**Source data**
....................
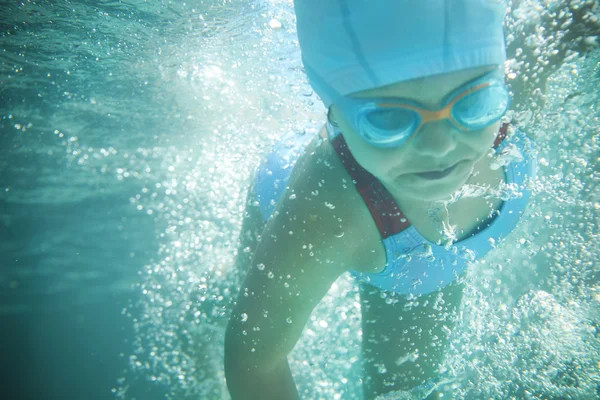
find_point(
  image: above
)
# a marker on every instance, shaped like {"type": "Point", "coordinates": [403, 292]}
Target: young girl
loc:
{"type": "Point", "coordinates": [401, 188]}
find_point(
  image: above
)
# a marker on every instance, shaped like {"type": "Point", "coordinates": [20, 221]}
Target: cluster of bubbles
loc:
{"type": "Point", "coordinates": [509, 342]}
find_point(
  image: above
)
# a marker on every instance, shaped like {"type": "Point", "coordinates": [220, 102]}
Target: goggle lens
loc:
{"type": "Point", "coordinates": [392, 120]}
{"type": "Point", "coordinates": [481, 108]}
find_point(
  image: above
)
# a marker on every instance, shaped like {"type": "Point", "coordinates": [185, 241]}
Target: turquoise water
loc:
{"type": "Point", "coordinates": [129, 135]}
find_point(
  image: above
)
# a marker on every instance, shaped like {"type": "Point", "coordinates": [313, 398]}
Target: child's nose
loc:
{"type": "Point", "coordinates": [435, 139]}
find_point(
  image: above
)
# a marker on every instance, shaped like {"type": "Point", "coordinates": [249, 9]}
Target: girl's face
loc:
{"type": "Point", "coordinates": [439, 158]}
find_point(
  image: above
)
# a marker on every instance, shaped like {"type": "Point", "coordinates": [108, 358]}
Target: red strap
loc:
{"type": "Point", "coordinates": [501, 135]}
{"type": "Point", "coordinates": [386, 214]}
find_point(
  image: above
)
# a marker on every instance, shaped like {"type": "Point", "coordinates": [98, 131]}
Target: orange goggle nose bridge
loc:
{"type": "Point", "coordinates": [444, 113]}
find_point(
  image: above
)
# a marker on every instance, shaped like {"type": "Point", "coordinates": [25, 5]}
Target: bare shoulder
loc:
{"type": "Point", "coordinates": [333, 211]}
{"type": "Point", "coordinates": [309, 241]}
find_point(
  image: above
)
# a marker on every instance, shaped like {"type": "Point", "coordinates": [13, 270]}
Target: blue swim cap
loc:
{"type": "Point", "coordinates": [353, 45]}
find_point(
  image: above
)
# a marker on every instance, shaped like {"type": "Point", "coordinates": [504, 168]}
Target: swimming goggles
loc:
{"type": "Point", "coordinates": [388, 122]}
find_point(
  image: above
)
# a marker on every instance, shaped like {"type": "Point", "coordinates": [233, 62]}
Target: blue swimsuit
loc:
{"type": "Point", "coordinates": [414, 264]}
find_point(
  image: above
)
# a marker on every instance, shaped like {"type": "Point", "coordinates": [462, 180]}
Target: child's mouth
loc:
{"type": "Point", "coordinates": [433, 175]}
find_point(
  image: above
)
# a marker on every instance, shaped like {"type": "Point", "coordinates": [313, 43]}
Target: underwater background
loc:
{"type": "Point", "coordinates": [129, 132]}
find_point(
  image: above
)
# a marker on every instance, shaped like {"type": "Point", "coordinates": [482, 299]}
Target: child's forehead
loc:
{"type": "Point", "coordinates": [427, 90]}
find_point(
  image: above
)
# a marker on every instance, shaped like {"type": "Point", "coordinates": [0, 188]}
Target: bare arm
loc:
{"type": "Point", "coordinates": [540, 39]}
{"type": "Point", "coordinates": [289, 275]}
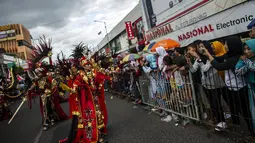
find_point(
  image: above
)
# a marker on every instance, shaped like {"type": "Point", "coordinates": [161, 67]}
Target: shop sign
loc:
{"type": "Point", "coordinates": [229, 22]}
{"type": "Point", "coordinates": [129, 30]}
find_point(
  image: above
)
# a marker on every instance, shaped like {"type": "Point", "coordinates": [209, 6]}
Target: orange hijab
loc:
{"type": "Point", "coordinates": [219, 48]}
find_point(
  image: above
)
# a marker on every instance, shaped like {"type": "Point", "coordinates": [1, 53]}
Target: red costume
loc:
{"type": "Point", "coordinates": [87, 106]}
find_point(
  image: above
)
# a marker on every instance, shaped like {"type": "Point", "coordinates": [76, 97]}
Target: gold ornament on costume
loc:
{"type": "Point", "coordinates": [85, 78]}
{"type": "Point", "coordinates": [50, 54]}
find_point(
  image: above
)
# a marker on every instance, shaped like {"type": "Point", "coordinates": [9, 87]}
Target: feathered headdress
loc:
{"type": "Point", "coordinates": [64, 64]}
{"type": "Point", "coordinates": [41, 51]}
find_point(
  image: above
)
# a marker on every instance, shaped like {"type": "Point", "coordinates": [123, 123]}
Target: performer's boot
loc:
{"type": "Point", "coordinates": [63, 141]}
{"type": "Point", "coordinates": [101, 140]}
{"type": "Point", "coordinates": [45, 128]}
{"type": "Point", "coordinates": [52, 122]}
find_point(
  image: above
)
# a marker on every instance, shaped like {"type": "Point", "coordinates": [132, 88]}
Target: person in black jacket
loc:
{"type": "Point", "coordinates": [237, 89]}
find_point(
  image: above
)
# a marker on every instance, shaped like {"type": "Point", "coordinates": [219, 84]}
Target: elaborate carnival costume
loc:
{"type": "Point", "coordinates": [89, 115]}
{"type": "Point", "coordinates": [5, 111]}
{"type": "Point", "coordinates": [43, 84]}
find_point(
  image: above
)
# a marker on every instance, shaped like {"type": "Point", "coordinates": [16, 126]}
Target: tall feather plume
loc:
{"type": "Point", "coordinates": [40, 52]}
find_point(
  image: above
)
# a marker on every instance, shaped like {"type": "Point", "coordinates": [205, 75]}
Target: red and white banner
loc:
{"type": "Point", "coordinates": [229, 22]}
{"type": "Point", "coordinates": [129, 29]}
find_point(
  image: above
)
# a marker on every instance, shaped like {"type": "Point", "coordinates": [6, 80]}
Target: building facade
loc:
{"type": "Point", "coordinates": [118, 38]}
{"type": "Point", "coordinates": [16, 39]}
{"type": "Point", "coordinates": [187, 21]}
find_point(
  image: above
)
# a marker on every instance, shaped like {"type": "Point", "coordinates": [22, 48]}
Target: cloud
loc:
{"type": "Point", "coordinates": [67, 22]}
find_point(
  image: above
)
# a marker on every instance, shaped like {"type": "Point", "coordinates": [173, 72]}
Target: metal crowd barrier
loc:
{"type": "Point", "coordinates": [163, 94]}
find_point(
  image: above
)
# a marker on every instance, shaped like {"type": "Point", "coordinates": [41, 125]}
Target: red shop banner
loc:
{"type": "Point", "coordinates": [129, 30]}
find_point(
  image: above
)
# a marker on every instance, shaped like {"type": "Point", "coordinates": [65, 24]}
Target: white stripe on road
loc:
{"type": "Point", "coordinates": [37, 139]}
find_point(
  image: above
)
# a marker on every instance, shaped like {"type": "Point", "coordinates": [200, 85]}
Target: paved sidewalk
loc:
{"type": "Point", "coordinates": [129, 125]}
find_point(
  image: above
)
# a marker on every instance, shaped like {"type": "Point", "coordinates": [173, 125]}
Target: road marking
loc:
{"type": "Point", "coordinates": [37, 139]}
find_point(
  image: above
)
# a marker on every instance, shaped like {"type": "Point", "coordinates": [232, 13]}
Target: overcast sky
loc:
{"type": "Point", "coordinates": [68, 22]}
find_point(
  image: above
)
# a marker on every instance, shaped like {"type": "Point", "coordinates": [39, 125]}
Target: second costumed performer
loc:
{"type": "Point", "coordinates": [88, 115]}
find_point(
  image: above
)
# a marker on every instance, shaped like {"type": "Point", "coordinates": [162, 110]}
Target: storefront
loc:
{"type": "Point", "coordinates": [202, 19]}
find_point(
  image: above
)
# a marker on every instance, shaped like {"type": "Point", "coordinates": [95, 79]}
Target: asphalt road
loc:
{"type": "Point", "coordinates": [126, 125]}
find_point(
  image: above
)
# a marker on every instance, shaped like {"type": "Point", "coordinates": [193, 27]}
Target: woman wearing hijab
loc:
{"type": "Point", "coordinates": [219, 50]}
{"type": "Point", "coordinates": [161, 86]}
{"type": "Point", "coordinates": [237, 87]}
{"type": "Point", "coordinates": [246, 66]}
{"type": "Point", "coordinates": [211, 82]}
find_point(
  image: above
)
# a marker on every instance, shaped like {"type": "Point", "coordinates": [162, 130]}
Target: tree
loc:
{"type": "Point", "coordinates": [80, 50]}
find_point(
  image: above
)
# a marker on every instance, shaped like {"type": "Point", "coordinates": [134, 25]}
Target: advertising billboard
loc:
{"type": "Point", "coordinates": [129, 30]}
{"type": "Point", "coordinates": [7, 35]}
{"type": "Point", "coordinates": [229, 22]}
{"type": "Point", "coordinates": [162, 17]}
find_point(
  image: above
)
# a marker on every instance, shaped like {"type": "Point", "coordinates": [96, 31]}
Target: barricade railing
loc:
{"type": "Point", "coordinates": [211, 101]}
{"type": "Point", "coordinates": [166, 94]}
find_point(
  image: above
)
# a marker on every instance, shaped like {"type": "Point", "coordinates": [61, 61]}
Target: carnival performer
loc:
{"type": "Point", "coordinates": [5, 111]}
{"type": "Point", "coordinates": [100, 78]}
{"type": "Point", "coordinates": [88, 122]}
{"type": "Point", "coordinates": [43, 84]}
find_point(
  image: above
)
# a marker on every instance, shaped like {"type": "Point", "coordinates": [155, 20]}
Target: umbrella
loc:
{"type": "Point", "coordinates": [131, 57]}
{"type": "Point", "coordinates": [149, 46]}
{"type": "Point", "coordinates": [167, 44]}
....................
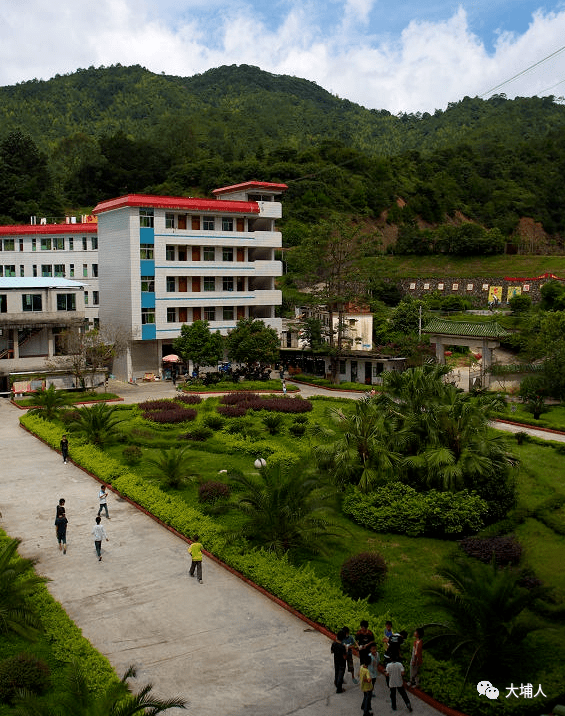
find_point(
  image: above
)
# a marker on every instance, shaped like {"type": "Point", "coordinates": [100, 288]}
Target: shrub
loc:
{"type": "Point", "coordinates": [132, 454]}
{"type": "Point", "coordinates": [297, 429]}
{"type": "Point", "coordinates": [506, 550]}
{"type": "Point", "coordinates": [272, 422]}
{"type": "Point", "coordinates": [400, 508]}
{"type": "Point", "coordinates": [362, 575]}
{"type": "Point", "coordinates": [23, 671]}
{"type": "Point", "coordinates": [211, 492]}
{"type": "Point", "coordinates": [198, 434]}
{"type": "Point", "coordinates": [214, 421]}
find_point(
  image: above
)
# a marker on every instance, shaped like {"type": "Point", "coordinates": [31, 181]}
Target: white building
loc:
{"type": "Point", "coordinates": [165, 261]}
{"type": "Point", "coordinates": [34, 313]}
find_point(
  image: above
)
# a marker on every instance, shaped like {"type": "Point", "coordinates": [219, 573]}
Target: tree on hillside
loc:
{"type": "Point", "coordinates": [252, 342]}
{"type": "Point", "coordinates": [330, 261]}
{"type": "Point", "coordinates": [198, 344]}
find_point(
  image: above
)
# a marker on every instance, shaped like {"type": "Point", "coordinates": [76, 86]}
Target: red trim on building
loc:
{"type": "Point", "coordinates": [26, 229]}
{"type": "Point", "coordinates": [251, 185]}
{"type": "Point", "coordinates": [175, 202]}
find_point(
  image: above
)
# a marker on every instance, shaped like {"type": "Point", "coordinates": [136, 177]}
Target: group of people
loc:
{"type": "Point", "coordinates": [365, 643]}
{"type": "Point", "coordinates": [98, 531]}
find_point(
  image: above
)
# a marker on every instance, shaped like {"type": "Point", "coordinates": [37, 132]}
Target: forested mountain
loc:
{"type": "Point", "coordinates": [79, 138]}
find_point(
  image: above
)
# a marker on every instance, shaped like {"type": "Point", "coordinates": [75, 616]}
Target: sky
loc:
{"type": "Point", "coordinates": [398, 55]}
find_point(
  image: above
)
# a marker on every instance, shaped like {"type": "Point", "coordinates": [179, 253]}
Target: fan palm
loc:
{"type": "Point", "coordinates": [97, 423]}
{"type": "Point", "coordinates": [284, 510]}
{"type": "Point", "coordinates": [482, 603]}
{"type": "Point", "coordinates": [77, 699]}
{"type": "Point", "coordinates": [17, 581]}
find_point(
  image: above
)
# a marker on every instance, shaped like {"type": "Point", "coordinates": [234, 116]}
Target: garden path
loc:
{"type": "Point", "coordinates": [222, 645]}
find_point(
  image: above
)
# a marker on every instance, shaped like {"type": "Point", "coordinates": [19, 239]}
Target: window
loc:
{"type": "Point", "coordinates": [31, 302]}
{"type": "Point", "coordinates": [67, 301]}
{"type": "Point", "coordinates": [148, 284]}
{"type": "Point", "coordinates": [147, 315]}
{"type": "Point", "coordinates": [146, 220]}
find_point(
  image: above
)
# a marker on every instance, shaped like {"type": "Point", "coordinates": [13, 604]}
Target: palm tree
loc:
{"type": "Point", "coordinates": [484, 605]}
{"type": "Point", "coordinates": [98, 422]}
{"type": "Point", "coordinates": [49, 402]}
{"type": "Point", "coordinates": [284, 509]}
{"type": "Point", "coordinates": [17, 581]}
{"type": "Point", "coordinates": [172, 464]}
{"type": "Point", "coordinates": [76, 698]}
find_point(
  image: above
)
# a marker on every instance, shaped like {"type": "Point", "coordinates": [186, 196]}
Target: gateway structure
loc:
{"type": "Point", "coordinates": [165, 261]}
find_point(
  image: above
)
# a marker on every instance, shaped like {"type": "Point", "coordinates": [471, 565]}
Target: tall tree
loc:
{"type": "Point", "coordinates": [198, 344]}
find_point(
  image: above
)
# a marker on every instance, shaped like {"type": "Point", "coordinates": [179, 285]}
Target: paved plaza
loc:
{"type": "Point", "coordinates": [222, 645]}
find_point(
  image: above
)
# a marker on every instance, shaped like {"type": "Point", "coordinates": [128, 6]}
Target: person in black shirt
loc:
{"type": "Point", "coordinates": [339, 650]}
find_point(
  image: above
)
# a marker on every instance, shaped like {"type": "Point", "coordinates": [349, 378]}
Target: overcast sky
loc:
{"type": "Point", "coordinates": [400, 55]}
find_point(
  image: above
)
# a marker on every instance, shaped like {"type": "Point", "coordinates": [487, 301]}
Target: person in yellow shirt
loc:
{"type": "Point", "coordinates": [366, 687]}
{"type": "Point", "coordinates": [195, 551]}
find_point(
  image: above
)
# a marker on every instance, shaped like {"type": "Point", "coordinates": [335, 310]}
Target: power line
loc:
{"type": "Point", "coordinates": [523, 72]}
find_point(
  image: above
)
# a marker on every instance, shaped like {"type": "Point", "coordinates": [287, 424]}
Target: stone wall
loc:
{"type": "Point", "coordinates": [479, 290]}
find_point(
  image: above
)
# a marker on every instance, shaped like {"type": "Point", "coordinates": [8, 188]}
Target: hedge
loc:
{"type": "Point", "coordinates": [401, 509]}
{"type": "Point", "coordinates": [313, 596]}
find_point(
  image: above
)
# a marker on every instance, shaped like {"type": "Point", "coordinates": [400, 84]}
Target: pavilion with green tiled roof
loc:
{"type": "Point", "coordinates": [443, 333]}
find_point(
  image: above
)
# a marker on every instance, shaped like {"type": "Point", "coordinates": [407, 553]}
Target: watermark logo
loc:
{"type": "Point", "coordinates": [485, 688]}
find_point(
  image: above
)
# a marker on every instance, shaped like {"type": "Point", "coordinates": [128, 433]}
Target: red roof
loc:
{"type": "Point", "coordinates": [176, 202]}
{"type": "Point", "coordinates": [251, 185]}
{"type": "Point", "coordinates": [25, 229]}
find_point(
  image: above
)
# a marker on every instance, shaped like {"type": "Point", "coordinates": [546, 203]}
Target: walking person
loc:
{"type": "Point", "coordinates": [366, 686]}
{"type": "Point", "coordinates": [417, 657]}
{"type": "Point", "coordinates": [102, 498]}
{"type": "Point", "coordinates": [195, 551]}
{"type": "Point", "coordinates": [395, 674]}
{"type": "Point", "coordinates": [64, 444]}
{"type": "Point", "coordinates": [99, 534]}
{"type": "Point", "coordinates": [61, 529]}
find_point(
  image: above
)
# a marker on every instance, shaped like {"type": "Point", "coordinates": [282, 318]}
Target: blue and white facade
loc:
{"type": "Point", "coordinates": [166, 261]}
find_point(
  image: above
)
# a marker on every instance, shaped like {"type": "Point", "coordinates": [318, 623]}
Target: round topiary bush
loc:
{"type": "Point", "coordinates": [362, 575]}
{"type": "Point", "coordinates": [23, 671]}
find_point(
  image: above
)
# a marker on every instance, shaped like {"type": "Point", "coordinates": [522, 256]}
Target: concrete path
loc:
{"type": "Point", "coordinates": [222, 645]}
....................
Select and copy each line in the entries that contains the word "white". Case counts.

Target: red and white banner
Target: white stripe on road
Target: white building
Target: blue and white facade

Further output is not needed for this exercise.